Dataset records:

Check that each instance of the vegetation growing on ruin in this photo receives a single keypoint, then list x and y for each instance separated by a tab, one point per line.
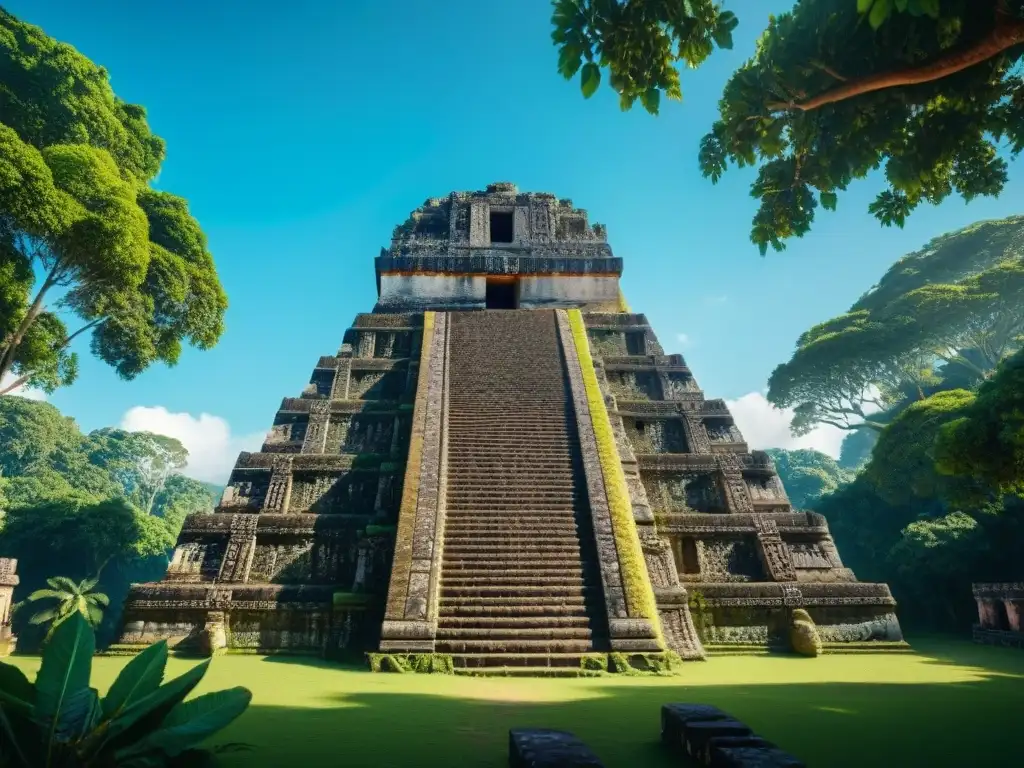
930	90
639	594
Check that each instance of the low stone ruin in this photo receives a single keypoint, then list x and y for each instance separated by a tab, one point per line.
710	736
8	581
999	610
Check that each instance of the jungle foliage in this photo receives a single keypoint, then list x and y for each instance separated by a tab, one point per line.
929	90
941	317
59	721
105	505
83	236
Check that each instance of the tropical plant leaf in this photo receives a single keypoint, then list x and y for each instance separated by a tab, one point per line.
147	714
140	677
62	681
192	722
14	684
64	584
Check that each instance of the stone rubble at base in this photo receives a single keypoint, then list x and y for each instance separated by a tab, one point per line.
394	505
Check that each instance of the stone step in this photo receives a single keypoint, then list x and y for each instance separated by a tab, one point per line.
515	634
510	591
546	646
513	622
497	549
564	579
568	671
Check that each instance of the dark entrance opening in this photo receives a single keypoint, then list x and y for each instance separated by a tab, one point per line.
501	226
501	294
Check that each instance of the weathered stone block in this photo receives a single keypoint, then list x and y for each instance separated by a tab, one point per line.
737	755
676	717
698	733
540	748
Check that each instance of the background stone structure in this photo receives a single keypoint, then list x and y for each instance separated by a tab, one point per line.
8	581
331	537
1000	613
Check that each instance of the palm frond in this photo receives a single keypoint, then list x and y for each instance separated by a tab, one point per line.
44	615
62	583
43	594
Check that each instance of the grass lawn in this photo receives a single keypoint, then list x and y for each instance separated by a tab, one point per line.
951	704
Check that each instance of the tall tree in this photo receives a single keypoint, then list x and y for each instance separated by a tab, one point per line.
808	475
837	88
930	320
140	462
987	440
82	233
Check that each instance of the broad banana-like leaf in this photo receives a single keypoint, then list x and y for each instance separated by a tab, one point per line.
62	682
146	714
190	723
140	677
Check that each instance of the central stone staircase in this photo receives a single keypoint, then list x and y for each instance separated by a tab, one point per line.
520	587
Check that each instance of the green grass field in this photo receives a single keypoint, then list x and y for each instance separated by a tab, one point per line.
950	704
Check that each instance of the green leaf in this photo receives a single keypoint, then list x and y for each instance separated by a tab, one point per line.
140	677
880	12
650	99
14	684
590	78
66	669
190	723
147	713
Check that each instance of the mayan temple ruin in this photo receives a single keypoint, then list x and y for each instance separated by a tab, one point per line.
501	466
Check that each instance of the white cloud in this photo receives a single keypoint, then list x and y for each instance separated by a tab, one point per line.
212	448
24	391
765	426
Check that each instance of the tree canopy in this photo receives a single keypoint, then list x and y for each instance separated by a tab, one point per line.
82	233
986	441
947	312
929	90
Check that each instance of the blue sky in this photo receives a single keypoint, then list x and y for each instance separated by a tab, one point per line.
302	132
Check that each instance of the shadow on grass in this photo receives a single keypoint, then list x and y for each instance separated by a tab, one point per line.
828	725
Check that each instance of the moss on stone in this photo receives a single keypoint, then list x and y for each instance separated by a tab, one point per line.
664	663
804	637
636	584
349	599
422	664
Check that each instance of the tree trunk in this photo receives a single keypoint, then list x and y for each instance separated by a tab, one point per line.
7	354
1006	34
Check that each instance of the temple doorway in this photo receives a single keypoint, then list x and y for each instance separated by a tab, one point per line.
502	294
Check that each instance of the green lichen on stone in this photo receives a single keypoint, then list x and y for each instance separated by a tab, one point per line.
349	599
804	637
594	663
421	664
638	665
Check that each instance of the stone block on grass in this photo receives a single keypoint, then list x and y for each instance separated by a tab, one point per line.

- [AIM OF THE EXERCISE]:
Generate a word-for-word copy of the preceding records, excluding all pictures.

- [TASK SOLUTION]:
Check that each instance of the vegetation growing on ruin in this photo receives a single keypoint, then list x and y for each instance separated by a tab, one point per line.
930	90
639	594
Check that each instance of the low stone ruin in this photo receives a single keypoint, then list x and y for each instance separated by a tab, one point per line.
710	736
8	581
999	610
Check that each instance of the jungle foliage in this photo receives a single keypoint, then list x and y for each instance separated by a tab, one point per line.
929	90
941	317
59	721
105	505
83	236
Check that each instance of the tropical plant leaf in this photo receives a single keypoint, then list x and y for each instance separated by a tab, one point per line.
147	714
140	677
62	681
192	722
14	684
64	584
Check that each instance of the stone rubble at base in this photo receives a single keypoint, then list x and y for each instance separated by a tab, one point per line.
394	505
Check that each instance of the stone step in this photo receives a single keypoint, then list x and y for each instance separated by a tab, one point per line.
515	634
510	591
546	646
513	622
497	549
564	579
568	671
Check that each instance of the dark entrance opening in this photo receives a single keypoint, then list x and y for each instance separated by a tab, one point per line.
501	226
501	294
Check that each instance of the weathered stone block in this photo receives a single keypoint, then list x and y for each instance separated by a tab, one point per line.
737	755
676	717
698	733
540	748
Check that each instance of the background stone structure in this photo receives a single keypoint, then list x and y for each instance separated by a tab, one point per line.
8	581
331	537
1000	613
Check that each instance of the palm frond in this photo receives a single keypoint, then list x and y for each instance separated by a tab, one point per line.
44	615
62	583
43	594
Check that each instance of the grass lawn in this photo receives a single keypoint, then list x and y for each instance separated by a tab, one point per line.
951	704
Check that each instance of the tall tree in this photo receives a single keypoint, then list x and y for each instance separated by a tab, one point per line.
808	475
837	88
930	320
140	462
987	440
82	233
Check that each instance of the broad banana-like leaf in this photo receives a single keypoint, then list x and y for each instance separated by a tab, one point per line.
62	682
146	714
190	723
140	677
Check that each instance of the central stone staircase in this photo receives a single keypoint, then list x and y for each instance separated by a tab, one point per line.
520	587
Check that each instance of the green grass field in this photo receives a single keypoint, then list x and y for each instance separated by a tab, one point per line.
950	704
Check that each instance of the green leaf in this photo receives a single keypoint, then list x and y for each instance separated by a tab, one point per line.
140	677
880	12
650	99
14	684
590	78
66	669
190	723
147	713
Check that each instance of the mayan temple ruin in this photo receives a single keypoint, then list x and y for each instance separated by a tab, one point per line.
501	466
Check that each instance of the white cloud in this photo receives a single keypoint, then list x and y for each instance separated by a tab, one point per line.
212	448
24	391
765	426
Check that each instance of the tree canopy in this photo receives a single keypoint, then list x and y for each instance separated by a tab, one point per line.
82	233
986	441
947	312
929	90
Check that each instance of the blue sky in this photo receives a single keypoint, then list x and y for each instance separated by a tab, one point per line.
302	132
Check that each instance of the shadow on grass in this photo receives a single keypoint, then list x and y for each instance separated by a tab, one point per line.
828	725
Check that each instance of the moss on stone in this photo receives a single keypoint, then list x and y for each instance separated by a tab, one point per line.
664	663
804	637
636	584
349	599
422	664
Check that each instance of the tree trunk in this photo receives a single keypoint, then list x and y for each instance separated by a tab, one point per line.
7	354
1006	34
Check that each instance of the temple doorway in this photo receives a single keypoint, then list x and y for each instance separated by a tab, one point per line.
502	294
Check that each instance of the green lichen on stone in this photo receives a single keypoint, then list x and y for each instance separated by a tab, one point per line.
349	599
804	637
594	663
421	664
638	665
Check that each instance of the stone block on grass in this photo receives a single keypoint, then list x and y for each instance separated by a tab, one point per line.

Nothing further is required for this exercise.